## DESCRIPTION OF THE TASK:
Those lines of the data that hold the word "stamp" are to be copied out.

== == ==

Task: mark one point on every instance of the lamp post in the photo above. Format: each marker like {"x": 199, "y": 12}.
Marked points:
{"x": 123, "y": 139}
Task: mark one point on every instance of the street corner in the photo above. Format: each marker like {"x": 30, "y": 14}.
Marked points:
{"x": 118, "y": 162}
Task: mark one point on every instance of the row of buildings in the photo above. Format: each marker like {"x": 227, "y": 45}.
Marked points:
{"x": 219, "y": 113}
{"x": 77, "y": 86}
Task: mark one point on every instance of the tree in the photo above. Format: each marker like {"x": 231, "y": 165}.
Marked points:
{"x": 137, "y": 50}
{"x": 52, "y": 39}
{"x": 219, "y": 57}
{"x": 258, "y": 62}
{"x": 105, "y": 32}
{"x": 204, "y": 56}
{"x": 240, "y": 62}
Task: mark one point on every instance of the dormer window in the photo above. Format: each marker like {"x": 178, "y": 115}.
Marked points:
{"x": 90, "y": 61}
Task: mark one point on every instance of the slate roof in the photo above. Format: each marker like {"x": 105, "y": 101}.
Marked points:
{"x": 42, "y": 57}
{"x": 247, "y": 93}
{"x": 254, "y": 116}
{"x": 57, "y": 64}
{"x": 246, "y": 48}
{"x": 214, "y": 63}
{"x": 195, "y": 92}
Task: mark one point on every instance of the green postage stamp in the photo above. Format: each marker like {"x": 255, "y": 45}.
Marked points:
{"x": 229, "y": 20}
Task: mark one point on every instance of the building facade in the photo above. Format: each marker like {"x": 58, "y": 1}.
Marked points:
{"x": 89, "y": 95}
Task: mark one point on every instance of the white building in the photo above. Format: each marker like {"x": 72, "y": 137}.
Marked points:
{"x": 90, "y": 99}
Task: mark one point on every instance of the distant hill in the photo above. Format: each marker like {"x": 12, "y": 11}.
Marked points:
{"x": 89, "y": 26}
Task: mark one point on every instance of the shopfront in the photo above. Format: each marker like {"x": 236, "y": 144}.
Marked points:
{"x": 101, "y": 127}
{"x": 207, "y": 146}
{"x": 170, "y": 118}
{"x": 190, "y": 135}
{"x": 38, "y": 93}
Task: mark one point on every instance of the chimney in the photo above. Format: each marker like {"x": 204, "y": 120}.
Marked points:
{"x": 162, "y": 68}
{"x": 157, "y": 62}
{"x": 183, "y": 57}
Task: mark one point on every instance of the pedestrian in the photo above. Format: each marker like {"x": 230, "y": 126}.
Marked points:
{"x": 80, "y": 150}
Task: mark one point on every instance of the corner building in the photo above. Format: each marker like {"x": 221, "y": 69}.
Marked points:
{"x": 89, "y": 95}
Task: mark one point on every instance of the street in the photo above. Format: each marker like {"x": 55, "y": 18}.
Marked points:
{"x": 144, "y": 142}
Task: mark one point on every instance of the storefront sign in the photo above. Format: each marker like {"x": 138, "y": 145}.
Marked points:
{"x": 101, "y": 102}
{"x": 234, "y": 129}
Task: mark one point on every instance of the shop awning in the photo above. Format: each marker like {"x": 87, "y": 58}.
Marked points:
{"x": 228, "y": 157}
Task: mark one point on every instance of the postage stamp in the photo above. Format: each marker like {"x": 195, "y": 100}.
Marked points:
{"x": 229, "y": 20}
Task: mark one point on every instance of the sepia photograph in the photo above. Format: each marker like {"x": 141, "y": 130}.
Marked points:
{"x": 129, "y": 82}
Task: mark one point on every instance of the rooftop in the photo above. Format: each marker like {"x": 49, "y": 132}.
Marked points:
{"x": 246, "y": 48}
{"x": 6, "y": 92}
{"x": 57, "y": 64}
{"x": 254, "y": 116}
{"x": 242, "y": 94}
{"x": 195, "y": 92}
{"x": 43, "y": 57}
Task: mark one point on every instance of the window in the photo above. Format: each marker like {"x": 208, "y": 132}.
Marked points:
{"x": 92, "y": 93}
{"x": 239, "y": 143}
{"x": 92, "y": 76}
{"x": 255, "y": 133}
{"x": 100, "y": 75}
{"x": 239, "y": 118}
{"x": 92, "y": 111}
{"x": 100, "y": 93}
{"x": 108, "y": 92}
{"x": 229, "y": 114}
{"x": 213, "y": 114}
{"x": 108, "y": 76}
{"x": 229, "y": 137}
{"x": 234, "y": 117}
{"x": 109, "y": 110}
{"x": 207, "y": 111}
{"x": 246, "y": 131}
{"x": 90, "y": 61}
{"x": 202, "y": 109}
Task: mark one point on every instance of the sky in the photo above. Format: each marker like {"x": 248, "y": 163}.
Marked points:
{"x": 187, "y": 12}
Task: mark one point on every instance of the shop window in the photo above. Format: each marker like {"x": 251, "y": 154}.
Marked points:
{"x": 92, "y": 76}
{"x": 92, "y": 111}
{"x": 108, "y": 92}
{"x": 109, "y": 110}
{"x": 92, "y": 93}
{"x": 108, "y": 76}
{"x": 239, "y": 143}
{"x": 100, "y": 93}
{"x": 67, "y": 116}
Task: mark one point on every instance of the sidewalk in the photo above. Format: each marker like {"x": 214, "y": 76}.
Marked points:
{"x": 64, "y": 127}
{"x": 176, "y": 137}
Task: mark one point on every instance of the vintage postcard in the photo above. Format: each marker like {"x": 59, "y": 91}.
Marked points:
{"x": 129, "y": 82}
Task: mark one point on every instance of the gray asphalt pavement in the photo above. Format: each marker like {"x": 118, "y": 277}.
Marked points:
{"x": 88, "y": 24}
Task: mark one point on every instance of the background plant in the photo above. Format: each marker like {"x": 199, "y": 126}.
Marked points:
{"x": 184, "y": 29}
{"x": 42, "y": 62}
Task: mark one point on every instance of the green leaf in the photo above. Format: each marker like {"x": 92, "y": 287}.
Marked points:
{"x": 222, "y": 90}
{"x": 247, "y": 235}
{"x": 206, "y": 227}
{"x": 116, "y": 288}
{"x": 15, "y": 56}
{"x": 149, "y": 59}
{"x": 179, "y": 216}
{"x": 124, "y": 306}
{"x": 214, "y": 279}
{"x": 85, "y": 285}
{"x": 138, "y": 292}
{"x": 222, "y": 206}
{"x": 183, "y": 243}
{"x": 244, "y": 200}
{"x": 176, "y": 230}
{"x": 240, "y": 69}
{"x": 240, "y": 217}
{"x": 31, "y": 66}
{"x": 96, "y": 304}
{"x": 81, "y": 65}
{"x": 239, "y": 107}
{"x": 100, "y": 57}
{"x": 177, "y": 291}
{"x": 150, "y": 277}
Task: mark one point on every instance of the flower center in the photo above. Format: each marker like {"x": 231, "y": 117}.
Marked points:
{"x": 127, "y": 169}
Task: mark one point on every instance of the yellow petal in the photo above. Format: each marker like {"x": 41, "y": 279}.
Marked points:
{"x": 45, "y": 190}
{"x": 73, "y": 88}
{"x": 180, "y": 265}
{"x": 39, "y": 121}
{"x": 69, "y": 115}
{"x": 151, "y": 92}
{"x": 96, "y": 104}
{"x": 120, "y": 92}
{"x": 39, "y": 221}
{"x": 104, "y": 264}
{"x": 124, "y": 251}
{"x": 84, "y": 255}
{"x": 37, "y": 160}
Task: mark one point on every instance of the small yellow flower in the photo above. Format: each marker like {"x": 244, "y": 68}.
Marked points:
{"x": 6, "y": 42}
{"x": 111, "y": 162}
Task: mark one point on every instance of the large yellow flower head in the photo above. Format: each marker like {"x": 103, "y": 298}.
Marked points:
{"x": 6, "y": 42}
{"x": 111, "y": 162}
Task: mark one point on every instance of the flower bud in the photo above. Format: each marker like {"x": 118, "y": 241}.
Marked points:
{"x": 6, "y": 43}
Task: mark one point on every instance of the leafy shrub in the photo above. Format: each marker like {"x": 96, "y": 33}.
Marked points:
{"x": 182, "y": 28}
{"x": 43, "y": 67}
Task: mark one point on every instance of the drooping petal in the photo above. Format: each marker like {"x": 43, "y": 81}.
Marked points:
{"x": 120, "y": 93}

== == ==

## EXPECTED ANSWER:
Task: mark one point on every instance of the green postage stamp in the photo above. Format: each marker like {"x": 255, "y": 45}.
Task: mark one point on every instance of the postage stamp in the photo above. Format: each marker like {"x": 195, "y": 100}.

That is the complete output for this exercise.